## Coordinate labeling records
▬▬▬

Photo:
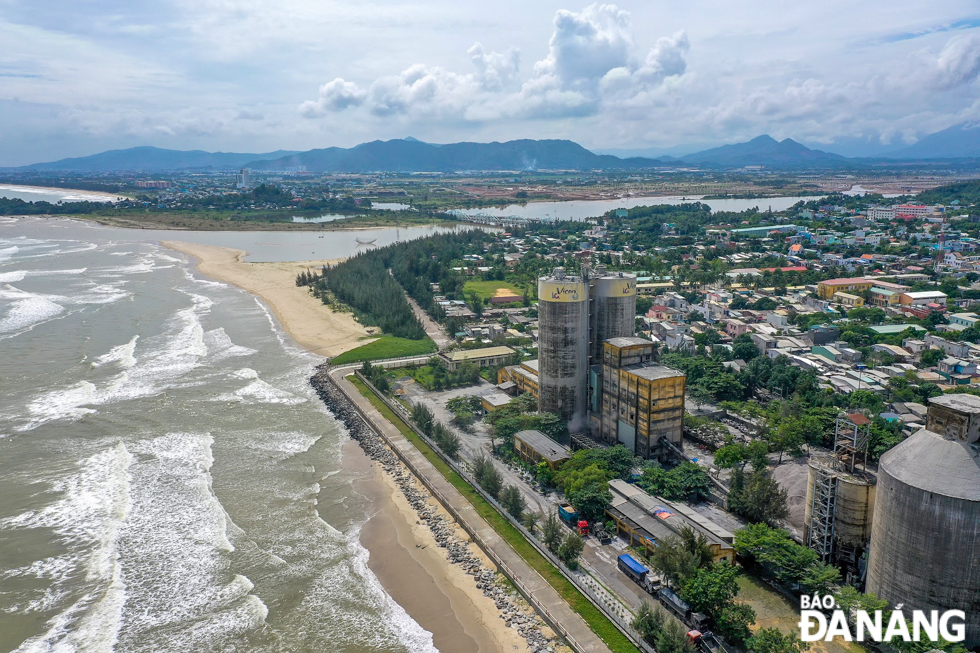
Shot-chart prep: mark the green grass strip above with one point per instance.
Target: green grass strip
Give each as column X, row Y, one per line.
column 386, row 347
column 597, row 621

▬▬▬

Copy every line of the records word for word, but leave out the pictures.

Photo:
Shot-chart prep: mark the green grass strip above with one point per instance.
Target: green grass strip
Give each as column X, row Y, one per line.
column 386, row 347
column 597, row 621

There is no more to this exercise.